» **EXERCISE INSTRUCTIONS**
These records are to be written out exactly as they read, minus the pictures.

* * * * *

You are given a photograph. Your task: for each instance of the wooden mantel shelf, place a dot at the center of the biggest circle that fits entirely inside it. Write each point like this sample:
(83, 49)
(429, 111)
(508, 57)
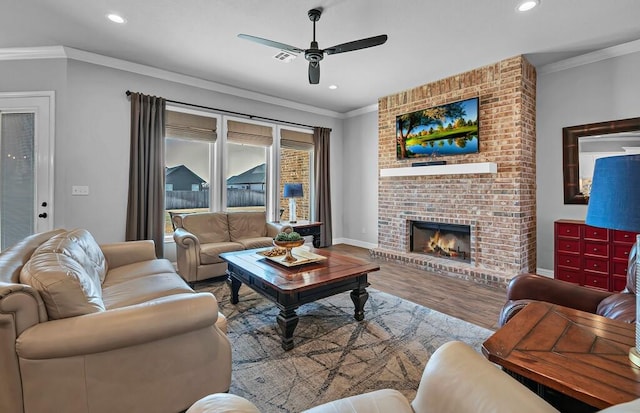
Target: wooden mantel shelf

* * * * *

» **WRITTEN ANSWER**
You are given a photograph. Your task: for each instance of the wooden mantel shelf, place a dot at the center of the biggest circle that fits entirely inside it. Write each point like this sample:
(83, 49)
(429, 111)
(508, 57)
Target: wooden mantel shelf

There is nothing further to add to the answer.